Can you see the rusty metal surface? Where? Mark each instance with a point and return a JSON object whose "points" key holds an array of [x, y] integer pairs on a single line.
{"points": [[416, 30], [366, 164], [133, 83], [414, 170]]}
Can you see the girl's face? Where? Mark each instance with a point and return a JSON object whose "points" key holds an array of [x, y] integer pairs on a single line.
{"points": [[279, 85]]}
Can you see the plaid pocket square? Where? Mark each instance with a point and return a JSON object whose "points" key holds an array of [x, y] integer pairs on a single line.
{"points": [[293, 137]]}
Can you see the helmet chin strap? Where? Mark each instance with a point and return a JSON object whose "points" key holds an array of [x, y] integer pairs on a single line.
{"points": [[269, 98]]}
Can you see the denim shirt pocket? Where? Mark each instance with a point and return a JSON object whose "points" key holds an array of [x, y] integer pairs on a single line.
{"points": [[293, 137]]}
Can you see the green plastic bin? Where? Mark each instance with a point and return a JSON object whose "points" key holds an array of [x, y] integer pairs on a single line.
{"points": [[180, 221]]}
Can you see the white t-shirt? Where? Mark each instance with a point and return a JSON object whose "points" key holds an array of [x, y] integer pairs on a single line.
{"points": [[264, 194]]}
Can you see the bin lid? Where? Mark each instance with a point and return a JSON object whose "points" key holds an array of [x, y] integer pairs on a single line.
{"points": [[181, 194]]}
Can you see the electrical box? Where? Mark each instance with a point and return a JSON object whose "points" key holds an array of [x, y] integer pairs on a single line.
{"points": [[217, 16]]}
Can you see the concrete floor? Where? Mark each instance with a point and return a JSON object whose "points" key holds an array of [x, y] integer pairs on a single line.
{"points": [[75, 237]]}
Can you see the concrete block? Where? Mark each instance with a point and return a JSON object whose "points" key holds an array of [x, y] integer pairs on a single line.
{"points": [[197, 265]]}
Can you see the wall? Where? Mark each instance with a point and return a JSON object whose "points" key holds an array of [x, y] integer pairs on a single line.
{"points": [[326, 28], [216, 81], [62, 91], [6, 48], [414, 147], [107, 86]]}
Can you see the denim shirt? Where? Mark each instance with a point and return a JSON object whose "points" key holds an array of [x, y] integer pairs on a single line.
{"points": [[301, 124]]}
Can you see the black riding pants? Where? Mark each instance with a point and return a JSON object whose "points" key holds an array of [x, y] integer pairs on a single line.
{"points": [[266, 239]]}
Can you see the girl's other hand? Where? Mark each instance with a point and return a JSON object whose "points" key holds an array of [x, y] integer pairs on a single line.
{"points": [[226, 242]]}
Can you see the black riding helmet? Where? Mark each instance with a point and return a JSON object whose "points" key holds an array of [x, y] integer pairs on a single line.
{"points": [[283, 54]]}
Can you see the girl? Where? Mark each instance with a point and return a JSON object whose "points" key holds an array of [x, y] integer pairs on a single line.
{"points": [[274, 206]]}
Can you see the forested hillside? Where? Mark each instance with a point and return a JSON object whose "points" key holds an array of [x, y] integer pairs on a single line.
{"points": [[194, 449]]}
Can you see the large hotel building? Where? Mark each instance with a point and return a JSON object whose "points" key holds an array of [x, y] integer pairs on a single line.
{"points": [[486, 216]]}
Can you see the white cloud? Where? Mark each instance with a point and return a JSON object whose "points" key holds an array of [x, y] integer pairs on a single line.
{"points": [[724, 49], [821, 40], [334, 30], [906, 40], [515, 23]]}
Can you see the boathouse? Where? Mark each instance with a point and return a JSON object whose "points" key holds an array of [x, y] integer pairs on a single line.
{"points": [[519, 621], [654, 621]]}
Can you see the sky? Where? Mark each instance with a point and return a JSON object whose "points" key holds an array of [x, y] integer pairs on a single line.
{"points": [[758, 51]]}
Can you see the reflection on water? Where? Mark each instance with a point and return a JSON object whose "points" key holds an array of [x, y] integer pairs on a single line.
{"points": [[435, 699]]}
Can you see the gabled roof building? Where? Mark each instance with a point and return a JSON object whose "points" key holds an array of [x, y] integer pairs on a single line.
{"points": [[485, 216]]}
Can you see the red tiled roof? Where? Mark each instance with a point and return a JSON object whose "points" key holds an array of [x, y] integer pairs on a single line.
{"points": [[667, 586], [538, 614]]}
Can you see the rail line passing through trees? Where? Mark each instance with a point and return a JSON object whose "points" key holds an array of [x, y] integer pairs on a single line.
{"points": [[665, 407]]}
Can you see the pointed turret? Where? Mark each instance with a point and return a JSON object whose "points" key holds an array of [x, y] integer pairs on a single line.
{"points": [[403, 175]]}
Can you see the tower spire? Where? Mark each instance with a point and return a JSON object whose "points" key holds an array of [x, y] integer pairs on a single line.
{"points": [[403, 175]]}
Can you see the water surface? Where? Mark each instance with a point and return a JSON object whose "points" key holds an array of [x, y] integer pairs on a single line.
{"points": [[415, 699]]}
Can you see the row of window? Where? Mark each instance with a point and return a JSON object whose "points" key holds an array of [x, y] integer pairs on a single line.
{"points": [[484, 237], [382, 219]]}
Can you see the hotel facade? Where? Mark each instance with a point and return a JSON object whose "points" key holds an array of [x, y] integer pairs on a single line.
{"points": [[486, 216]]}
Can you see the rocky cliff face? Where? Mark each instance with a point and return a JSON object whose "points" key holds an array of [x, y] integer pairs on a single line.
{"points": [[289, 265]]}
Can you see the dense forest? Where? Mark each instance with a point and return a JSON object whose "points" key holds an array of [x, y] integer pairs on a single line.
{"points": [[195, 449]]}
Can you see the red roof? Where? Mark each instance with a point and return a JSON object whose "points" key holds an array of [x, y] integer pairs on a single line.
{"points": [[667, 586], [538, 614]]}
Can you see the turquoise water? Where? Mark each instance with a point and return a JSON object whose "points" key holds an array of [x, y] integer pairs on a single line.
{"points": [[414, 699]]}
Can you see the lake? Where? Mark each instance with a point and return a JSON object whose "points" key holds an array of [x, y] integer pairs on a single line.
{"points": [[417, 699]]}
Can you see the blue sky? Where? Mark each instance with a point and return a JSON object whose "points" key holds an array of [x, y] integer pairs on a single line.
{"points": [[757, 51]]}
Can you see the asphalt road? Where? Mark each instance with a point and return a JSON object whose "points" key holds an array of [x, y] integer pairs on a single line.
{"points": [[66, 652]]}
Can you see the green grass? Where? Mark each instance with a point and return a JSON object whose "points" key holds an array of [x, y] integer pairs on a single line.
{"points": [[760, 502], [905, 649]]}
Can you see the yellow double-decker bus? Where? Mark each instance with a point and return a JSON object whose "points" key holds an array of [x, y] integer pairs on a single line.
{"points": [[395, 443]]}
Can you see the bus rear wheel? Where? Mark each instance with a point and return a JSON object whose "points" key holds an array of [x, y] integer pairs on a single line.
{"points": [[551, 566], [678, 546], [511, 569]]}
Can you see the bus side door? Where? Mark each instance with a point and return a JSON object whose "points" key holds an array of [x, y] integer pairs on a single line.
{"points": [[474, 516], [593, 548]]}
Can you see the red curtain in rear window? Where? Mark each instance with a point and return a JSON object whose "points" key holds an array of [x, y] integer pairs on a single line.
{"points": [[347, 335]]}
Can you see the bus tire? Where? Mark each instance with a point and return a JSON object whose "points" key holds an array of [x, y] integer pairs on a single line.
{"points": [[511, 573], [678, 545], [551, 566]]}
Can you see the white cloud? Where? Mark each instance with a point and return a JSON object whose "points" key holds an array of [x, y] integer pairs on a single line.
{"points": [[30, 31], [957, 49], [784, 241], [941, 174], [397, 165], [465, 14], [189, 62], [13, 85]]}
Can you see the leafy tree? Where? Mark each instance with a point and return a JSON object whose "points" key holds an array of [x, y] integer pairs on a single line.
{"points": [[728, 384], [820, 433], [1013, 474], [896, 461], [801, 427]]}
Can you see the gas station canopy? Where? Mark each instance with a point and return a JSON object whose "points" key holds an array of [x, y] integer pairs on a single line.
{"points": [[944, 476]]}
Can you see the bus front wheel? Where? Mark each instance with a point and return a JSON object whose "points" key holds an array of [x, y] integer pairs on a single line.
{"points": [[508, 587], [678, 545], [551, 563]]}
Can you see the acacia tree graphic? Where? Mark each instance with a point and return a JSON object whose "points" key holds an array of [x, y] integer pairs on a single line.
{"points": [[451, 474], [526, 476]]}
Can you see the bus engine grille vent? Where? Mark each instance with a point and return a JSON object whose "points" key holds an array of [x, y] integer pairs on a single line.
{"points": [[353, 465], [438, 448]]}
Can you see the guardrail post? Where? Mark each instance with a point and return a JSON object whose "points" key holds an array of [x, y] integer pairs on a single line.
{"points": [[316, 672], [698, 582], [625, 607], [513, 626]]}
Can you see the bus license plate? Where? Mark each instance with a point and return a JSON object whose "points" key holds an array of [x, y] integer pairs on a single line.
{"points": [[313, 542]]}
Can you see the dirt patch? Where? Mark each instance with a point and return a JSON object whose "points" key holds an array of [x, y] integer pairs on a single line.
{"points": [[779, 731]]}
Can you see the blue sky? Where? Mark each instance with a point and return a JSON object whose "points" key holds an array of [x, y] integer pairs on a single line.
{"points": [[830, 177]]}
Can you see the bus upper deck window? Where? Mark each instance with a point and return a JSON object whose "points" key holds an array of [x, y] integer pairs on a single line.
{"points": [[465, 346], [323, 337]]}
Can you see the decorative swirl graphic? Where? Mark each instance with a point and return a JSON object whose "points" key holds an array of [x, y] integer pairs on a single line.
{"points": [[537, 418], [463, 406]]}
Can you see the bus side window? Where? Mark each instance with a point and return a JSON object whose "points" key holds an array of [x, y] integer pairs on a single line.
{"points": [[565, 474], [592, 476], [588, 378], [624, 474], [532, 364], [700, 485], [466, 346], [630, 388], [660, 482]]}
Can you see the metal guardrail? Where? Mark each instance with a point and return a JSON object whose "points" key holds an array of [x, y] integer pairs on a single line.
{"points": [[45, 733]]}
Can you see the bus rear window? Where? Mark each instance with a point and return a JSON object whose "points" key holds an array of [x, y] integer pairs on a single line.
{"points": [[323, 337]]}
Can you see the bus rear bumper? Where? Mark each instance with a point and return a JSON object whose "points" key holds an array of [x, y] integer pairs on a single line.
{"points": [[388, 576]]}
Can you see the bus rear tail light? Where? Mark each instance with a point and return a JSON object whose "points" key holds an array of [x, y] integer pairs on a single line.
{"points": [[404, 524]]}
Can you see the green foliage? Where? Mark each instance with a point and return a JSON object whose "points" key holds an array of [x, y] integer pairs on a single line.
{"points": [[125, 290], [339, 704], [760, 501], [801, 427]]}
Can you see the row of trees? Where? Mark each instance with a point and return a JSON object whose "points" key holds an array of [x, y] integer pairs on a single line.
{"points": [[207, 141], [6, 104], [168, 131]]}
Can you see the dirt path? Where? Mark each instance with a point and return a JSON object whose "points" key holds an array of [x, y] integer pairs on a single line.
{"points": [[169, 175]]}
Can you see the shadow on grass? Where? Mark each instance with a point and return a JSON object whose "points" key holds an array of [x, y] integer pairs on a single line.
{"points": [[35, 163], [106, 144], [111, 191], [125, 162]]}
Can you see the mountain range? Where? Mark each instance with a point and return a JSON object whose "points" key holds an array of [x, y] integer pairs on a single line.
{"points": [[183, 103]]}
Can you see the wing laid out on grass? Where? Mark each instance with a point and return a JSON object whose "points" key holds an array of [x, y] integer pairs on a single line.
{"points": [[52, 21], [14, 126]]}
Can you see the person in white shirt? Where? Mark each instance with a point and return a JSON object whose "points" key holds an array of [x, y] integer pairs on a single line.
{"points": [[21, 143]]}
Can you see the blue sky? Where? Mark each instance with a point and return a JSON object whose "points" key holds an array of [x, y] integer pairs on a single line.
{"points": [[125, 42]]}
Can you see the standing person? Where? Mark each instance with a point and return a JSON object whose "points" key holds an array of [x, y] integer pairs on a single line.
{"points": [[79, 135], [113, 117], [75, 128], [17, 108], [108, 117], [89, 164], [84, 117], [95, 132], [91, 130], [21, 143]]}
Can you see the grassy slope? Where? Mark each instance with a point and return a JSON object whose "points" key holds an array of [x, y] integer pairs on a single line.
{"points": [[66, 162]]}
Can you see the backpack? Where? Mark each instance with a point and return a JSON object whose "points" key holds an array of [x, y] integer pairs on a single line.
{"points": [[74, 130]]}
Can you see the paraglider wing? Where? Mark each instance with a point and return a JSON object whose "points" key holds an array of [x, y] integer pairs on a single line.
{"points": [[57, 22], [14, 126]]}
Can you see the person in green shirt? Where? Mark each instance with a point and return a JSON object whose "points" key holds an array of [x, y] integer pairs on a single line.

══════

Nothing should appear in the answer except the lines from the one containing "Can you see the grassy" to the end of the data above, reproduced exactly.

[TASK OUTPUT]
Can you see the grassy slope? Where? Mark each instance with a point and return a JSON object whose "points" key holds an array of [x, y] integer pairs on a single line.
{"points": [[66, 162]]}
Can you see the backpack? Where? Mark each instance with a point and return a JSON object whose "points" key holds an array of [x, y] integer pairs on a single line.
{"points": [[74, 130]]}
Can you see the paraglider wing? Where? Mark each instance with a point and return a JSON object whose "points" key holds an array of [x, y] integer pairs on a single line.
{"points": [[57, 22], [14, 126]]}
Can you see the person in green shirt? Where? Mark each instance with a point and return a JSON object whose "points" key holds an array of [x, y] integer pairs on a single line.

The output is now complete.